#### SHORT TASK:
Set down verbatim the stretch of the material below from the line containing "point: loader bucket" through the end of the material, including both ends.

--- BEGIN ---

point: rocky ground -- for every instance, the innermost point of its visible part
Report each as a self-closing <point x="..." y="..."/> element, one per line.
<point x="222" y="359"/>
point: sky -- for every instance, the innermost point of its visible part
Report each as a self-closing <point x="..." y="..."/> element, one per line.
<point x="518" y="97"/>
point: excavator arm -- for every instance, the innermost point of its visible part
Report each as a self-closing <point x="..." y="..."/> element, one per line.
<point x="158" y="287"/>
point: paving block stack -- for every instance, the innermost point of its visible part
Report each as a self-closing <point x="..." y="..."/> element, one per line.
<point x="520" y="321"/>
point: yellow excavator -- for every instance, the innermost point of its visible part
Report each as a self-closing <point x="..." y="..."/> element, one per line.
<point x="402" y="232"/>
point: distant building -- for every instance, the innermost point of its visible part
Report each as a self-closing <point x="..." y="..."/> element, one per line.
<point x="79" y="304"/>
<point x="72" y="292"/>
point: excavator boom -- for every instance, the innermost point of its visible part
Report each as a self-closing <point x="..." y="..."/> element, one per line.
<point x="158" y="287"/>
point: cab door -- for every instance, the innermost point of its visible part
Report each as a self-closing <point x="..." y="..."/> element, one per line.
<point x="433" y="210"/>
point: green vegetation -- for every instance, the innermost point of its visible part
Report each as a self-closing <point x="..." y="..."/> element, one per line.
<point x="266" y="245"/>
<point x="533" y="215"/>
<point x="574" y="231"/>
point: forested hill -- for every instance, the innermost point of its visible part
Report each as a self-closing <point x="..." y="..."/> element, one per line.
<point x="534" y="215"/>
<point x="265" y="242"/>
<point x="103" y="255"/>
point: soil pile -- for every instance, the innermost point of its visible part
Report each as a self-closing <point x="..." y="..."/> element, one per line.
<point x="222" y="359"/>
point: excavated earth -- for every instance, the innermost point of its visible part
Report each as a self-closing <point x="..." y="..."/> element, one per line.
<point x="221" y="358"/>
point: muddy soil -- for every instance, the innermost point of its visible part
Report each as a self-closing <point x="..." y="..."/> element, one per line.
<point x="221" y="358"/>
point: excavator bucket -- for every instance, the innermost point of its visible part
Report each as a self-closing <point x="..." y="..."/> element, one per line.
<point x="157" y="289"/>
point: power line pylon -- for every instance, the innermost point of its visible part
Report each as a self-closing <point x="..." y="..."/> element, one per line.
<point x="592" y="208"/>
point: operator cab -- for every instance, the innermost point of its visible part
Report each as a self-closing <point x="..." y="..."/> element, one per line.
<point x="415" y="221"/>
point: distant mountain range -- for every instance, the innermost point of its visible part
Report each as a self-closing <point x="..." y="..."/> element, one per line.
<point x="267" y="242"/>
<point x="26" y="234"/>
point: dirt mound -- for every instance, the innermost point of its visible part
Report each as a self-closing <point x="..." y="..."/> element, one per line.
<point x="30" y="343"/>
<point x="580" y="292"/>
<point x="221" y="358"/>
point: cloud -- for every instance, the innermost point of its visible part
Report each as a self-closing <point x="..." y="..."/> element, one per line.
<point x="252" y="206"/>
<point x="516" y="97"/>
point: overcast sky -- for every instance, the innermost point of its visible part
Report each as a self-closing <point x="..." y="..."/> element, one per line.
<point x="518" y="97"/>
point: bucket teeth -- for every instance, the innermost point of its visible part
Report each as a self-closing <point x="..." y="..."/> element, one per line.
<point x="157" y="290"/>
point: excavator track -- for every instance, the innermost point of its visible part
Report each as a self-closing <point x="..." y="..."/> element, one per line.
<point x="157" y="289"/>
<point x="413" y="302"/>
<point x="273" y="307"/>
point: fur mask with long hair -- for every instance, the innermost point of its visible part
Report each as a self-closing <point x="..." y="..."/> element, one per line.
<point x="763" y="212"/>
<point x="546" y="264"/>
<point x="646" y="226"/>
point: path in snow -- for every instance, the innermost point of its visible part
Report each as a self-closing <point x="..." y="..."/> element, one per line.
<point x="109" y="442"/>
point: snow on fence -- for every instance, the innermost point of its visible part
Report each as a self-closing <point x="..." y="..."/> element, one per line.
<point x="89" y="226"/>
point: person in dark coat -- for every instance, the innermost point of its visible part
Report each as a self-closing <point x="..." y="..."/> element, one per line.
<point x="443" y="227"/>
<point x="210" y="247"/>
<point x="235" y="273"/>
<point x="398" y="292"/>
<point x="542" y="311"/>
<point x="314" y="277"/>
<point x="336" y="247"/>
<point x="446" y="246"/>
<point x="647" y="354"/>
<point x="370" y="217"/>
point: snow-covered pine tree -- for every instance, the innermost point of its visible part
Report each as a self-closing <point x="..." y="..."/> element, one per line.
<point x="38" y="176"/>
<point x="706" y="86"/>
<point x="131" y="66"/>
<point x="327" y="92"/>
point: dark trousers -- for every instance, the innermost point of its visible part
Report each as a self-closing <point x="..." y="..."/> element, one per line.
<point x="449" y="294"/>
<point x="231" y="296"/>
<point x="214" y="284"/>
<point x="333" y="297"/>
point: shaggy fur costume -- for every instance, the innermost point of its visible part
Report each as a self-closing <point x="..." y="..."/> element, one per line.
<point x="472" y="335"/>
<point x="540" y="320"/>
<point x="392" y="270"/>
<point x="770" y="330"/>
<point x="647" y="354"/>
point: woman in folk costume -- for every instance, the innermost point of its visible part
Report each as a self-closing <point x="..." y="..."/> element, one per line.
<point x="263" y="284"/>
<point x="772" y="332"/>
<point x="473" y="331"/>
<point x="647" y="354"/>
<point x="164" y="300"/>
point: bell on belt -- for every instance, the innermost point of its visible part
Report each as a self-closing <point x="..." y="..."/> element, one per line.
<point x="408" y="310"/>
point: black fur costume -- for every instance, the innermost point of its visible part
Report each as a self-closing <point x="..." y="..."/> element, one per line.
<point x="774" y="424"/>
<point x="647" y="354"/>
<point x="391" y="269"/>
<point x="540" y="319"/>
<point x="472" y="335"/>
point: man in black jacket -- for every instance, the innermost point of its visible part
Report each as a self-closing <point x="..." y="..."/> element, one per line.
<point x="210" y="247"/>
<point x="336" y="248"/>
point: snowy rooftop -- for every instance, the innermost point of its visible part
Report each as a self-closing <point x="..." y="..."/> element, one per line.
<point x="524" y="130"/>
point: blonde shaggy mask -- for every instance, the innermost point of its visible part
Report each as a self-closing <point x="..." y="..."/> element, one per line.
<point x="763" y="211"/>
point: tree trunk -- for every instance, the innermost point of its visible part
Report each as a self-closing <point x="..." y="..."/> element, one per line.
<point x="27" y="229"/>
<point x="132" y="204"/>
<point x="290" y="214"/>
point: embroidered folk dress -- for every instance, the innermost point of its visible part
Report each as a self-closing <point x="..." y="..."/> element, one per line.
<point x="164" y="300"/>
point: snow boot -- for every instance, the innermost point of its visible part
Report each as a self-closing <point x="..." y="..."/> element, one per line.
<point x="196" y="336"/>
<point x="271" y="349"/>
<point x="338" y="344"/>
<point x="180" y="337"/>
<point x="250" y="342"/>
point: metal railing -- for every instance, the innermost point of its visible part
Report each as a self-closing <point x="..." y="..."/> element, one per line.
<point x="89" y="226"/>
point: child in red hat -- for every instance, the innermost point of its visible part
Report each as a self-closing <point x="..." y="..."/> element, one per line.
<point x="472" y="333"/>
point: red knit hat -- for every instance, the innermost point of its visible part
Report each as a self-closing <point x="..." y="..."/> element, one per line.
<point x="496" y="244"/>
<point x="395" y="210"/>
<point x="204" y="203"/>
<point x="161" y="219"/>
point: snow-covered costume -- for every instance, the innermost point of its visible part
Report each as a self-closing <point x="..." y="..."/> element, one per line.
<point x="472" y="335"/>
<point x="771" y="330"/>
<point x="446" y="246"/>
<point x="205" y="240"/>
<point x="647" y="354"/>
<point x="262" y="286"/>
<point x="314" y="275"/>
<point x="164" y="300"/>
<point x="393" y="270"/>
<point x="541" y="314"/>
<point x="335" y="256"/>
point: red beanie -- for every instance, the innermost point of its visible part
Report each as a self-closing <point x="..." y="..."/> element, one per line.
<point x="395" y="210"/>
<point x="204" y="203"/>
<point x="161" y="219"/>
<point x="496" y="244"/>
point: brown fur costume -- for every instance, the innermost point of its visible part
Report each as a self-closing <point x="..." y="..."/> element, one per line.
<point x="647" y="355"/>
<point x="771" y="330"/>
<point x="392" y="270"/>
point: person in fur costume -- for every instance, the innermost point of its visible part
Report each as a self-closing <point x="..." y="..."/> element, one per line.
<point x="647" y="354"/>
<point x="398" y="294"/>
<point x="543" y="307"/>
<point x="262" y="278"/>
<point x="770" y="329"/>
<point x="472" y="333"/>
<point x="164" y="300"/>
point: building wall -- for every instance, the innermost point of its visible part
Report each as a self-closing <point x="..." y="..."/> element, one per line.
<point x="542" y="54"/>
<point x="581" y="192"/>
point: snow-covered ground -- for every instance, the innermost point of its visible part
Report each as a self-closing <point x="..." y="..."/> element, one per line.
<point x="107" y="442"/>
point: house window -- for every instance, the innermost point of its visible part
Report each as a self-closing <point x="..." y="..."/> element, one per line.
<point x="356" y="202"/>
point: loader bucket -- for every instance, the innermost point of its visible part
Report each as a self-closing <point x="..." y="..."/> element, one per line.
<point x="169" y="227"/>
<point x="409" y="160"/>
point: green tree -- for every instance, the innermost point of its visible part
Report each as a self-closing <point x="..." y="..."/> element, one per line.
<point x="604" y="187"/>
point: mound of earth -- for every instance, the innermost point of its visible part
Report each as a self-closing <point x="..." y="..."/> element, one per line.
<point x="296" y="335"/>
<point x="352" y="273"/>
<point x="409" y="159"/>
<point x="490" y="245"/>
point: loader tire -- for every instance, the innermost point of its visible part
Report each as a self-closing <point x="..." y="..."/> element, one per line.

--- END ---

#### THE REPLY:
point: loader bucket -- for every instance, the innermost point of its visible part
Report each as a self-closing <point x="..." y="..."/> element, one per line.
<point x="169" y="227"/>
<point x="409" y="160"/>
point: green tree -- for every instance, the innermost point of its visible part
Report each as a self-closing <point x="..." y="..."/> element, one per line.
<point x="604" y="187"/>
point: mound of earth -- for every instance, the innermost point of its visible part
Report each as a self-closing <point x="..." y="..."/> element, one per line.
<point x="296" y="335"/>
<point x="352" y="273"/>
<point x="409" y="159"/>
<point x="490" y="245"/>
point: loader tire -- for every instance, the innermost point of its visible part
Report each as a self-closing <point x="..." y="..."/> element, one per line.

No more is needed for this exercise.